**Task description:** Rewrite the records below with "shelf-audit checker" changed to "stock-count checker" wherever it occurs, and leave everything else as it is. Omit the pictures from your answer.

--- START OF Dataset records ---

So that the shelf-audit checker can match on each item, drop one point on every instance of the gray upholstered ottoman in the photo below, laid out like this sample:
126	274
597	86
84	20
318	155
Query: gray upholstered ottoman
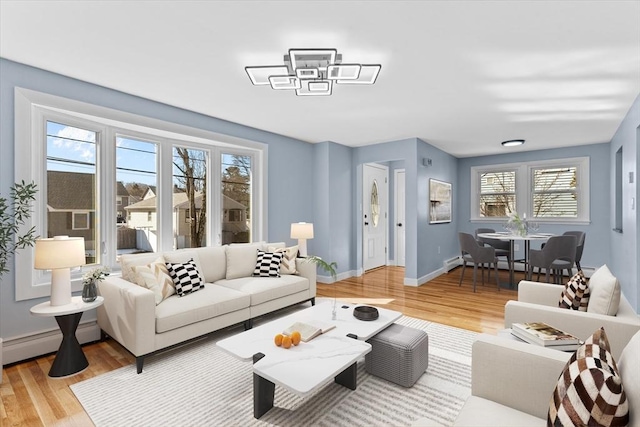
398	354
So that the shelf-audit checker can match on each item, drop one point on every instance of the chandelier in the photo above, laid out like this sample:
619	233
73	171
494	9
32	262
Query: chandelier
312	72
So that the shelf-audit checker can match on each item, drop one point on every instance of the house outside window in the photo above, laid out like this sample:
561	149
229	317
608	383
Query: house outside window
552	191
101	170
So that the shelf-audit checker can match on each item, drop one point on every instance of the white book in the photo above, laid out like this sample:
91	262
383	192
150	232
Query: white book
544	335
309	330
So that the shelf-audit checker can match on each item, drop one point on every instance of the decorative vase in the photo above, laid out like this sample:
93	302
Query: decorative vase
89	291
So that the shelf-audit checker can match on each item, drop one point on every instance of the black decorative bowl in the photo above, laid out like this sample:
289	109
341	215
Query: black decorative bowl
364	312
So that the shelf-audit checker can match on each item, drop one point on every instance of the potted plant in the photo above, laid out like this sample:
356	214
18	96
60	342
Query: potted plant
329	267
14	212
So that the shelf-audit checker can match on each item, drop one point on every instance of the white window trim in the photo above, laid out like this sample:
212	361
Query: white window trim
30	166
524	192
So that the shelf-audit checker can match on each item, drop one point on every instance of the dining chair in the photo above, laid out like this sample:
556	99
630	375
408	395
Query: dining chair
502	247
558	254
580	236
474	253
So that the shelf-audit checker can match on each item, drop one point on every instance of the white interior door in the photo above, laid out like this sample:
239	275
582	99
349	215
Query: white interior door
399	217
375	196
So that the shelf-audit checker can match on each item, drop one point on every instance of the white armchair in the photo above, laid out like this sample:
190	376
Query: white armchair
538	302
512	383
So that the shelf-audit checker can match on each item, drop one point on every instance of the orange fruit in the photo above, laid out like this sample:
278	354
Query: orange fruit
278	339
295	337
286	341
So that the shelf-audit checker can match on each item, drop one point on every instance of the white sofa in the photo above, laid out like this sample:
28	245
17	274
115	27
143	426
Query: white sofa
538	302
231	295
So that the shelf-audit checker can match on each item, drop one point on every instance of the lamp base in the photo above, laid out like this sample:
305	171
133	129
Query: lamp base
60	286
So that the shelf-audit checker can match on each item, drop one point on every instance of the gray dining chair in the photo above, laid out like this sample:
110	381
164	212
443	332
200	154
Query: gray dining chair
502	247
580	237
558	254
478	255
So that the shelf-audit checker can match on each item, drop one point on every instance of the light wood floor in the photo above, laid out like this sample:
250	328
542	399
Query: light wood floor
31	398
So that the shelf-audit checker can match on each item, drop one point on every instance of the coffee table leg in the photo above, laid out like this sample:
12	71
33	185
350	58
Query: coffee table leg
348	377
263	392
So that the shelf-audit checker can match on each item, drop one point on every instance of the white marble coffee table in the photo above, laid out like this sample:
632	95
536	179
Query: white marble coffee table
309	366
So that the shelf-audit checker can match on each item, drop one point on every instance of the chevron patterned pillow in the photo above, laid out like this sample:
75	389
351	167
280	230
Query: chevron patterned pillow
185	277
589	390
288	264
268	264
575	294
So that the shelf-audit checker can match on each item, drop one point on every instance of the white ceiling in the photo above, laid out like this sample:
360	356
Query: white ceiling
461	75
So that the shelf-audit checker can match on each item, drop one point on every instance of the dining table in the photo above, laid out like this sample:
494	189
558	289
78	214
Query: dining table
513	238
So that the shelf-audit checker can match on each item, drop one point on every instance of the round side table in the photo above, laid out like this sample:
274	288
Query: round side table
70	358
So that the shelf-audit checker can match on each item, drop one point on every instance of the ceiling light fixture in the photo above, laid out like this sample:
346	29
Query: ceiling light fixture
312	72
512	142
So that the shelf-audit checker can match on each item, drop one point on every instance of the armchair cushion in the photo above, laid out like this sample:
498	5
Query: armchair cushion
605	292
575	294
589	390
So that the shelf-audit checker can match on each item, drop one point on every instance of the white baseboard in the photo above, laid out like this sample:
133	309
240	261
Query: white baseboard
27	347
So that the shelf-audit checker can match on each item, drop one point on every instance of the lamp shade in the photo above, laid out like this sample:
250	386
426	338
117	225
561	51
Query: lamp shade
59	252
302	230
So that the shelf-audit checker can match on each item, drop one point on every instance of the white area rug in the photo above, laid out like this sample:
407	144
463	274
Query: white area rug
200	385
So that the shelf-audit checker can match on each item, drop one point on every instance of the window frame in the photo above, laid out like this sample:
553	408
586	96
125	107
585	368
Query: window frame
33	109
524	189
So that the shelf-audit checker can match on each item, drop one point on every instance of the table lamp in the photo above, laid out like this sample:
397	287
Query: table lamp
302	231
59	254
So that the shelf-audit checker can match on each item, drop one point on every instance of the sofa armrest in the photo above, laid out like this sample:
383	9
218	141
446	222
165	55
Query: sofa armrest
307	269
539	293
619	328
515	374
128	314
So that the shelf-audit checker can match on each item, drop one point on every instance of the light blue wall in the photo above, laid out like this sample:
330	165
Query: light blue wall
597	248
289	198
625	253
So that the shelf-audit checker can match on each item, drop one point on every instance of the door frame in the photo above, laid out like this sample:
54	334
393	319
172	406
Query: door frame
396	172
365	193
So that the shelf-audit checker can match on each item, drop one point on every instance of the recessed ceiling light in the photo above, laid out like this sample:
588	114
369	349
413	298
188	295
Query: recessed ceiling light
512	142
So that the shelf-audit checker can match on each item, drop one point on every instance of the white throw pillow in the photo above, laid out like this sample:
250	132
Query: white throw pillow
605	292
155	277
241	260
288	264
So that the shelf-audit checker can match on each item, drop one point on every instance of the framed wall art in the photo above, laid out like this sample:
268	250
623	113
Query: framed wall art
439	201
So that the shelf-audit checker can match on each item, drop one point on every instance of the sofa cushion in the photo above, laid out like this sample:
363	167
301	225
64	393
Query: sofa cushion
156	278
605	292
263	289
478	411
241	259
288	264
212	262
268	264
575	294
185	276
209	302
128	261
589	390
630	374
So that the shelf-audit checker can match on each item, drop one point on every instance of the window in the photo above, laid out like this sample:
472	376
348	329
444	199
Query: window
497	193
80	221
550	191
125	183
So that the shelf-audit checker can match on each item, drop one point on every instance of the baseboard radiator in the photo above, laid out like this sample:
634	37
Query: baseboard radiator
451	263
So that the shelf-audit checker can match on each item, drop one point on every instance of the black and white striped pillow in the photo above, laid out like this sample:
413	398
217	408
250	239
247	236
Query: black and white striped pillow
185	277
576	293
268	264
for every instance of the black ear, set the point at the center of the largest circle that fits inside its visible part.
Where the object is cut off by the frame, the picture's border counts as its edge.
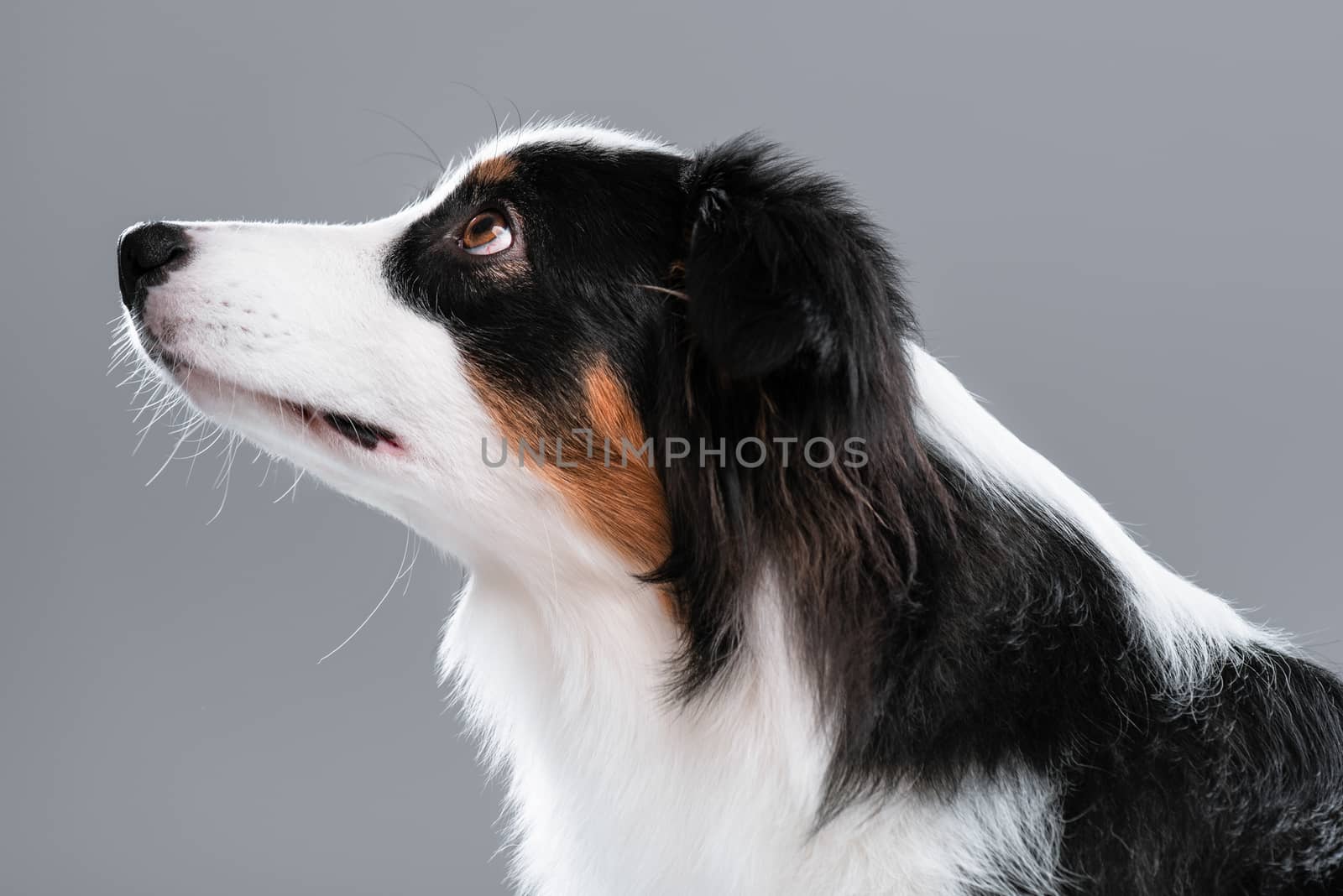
(783, 268)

--- END OF Dataset records ---

**Written solution:**
So that the stock-count checker can match on each item, drop one point on every instance of the gray upholstered ottoman in the photo below, laid out like this sample:
126	274
597	86
84	20
318	155
Query: gray upholstered ottoman
398	354
So that the stock-count checker can match on each item, drop one point on every instance of the chandelier in the photo above, laid out like this sample:
619	233
73	171
494	9
32	262
Query: chandelier
312	72
So that the stock-count checker can match on each item, drop one point on every instance of the house outside window in the photo above, laid out like this sample:
561	149
229	317
608	383
Query: house outside window
552	191
101	170
So that the stock-count checker can match on each item, drop one point on every instance of the white book in the photo above, laid out like this sample:
91	262
383	192
150	232
Query: white book
544	335
309	330
So that the stock-count checker can match on each item, drop one point on every instance of the decorative vase in the photo above, laid out like this sample:
93	302
Query: decorative vase
89	291
So that the stock-count checker can match on each item, drop one point on every instance of the black decorative bowl in the photo above, laid out like this sample:
289	109
341	215
Query: black decorative bowl
364	312
So that the stock-count checker can match on each item, drop one point on every instance of the potted plant in the photo above, laid out like this sample:
356	214
18	96
60	342
Query: potted plant
329	267
14	212
So that the stock-count checker can match on each item, drop one point on every instance of the white window trim in the photo above, laid out like this sample:
212	361
Query: white window trim
30	166
524	192
So that the stock-count checker can match on each item, drop one point on every instance of the dining chair in the photo above, laid out like this sample:
556	99
630	375
408	395
Query: dining chair
502	247
558	254
580	236
474	253
So that the stock-count checker can match on each item, drop one point on every instance of the white interior door in the photo above, laid out like this sample:
239	275
582	99
349	215
Query: white interior door
399	217
375	196
So that the stock-count checker can match on each item, drop one point on every instance of the white armchair in the photo above, laid out like this sample:
190	376
Query: white armchair
538	302
512	383
So that the stock-count checker can match on each item, drop one point on every instance of the orange fruit in the photo above, laid out like this sample:
278	354
Query: orange fruit
278	339
295	337
286	341
So that the stock-count checker can match on each item, drop one point on every instance of the white sofa in the photo above, laid out like this sample:
28	245
17	274
115	27
143	426
Query: white sofa
538	302
231	295
So that the stock-count checker can match on each item, drop one point on every instance of the lamp base in the photo above, laid out like this sample:
305	171
133	129
Query: lamp base
60	286
So that the stock-count checker can match on each item, drop one point on every instance of the gray dining chair in the photo above, laid out like this sample:
110	381
164	212
443	332
200	154
Query: gray dining chair
502	247
580	237
558	254
478	255
So that the stock-count checker can match on each item, drop one point on every instance of the light wood floor in the photo above, laid out like this sample:
250	328
542	399
Query: light wood floor
31	398
So that the stock-count checker can match on each item, drop one point on every instance of the coffee table leg in the photo above, laid out like this sample:
12	71
33	185
350	58
Query: coffee table leg
348	377
263	392
So that the stock-count checker can match on each item, drop one point on every instance of the white marble coffee table in the photo above, laid out like this sample:
632	95
536	179
Query: white marble coffee table
309	366
So that the stock-count checker can match on each item, drop one point on every instance of the chevron patterned pillow in the photo above, laid out like this sample:
75	389
351	167
280	230
Query: chevron patterned pillow
185	277
589	390
288	264
268	264
575	294
So that the stock-count checker can match on each item, drop one point on every instance of the white ceiling in the photo above, laid out like this sample:
360	356
Query: white ceiling
461	75
So that the stock-count checker can match on each item, drop one point on every instance of the dining table in the photo above, laid out like this sample:
494	189
558	289
78	214
Query: dining table
513	238
So that the stock-count checker can match on each item, drop one point on every instance of the round side table in the photo above, laid out like this sample:
274	288
Query: round side table
70	358
So that the stock-count checker can match on each item, drop one point on every instance of the ceiling light fixture in the photo above, laid out like this sample:
346	29
Query: ceiling light fixture
312	72
512	142
So that the stock-count checker can match on each item, drop one point on every instance of the armchair cushion in the photo above, laid out like this sample:
498	5
Query: armchair cushion
605	292
575	294
589	390
So that the stock-count checker can match on each item, drop one point on every instance of the white baseboard in the photo above, laid out like this sample:
133	309
240	261
Query: white baseboard
27	347
So that the stock-count checker can match on each item, drop one point on every instance of the lamp shade in the photo above, laid out like this sample:
250	386
426	338
117	225
561	51
Query: lamp shade
59	252
302	230
So that the stock-count checker can match on each item, drop one point on every instance of the white area rug in the photo above, laid out like this sample:
407	144
463	274
Query: white area rug
200	385
So that the stock-count checker can match on each item, drop one point on every instance of the window frame in the photo above, laid out like this sample:
553	408
586	96
125	107
585	368
Query: window frame
33	109
524	189
So that the stock-count checker can match on each item, drop one point on every instance of the table lamp in the photo above, laid out like this sample:
397	287
Query: table lamp
302	231
59	254
So that the stock-count checker can match on each item, drop one point on every instance of the sofa armrest in the photo above, laid out like this sample:
383	9
218	141
446	222
165	55
Query: sofa armrest
307	269
539	293
619	328
515	374
128	314
So that the stock-count checker can match on each item, drop one point on every instance of the light blue wall in the photo above, laid out like this sample:
330	165
Query: light blue wall
597	248
289	198
625	253
So that the stock-count checker can match on each item, drop one point on every instance of the door frame in the photo above, laid out like this sample:
54	334
393	319
172	406
Query: door frame
396	172
365	193
So that the stock-count checker can match on each item, drop one point on every instance of the recessed ceiling light in the photo above, laid out like this sample:
588	114
369	349
413	298
188	295
Query: recessed ceiling light
512	142
So that the stock-count checker can match on each item, drop one point on every instance of the white throw pillow in the photo above, laid out like this sample:
250	132
Query: white throw pillow
605	292
155	277
241	260
288	264
So that the stock-count checker can match on each item, drop one point on every instance of the framed wall art in the photo above, laid out like this sample:
268	250
623	113
Query: framed wall art
439	201
So that the stock-count checker can match on each item, drop one point on every instance of the sofa cushion in the photo above, laid out like this sample:
363	167
301	225
64	393
Query: sofa cushion
156	278
605	292
263	289
478	411
241	259
288	264
212	262
268	264
575	294
185	276
209	302
128	261
589	390
630	374
So that the stock-count checker can match on each item, drop one point on every instance of the window in the photo above, laid out like this sample:
472	376
348	329
444	199
Query: window
497	193
80	221
550	191
125	183
So that the stock-count checker can match on each item, drop one point on every instance of the baseboard radiator in the photo above, laid out like this sample:
634	37
Query: baseboard radiator
451	263
So that the stock-count checker can match on each item, drop one point on every instance of the black and white striped pillow in the photo above, laid out like this sample:
413	398
217	408
250	239
247	236
Query: black and white striped pillow
185	277
576	293
268	264
for every instance of the black ear, set the point at the center of the largest circle that fits inside its visible part.
Where the object is cut off by the frame, the picture's border counts as its edge.
(783, 268)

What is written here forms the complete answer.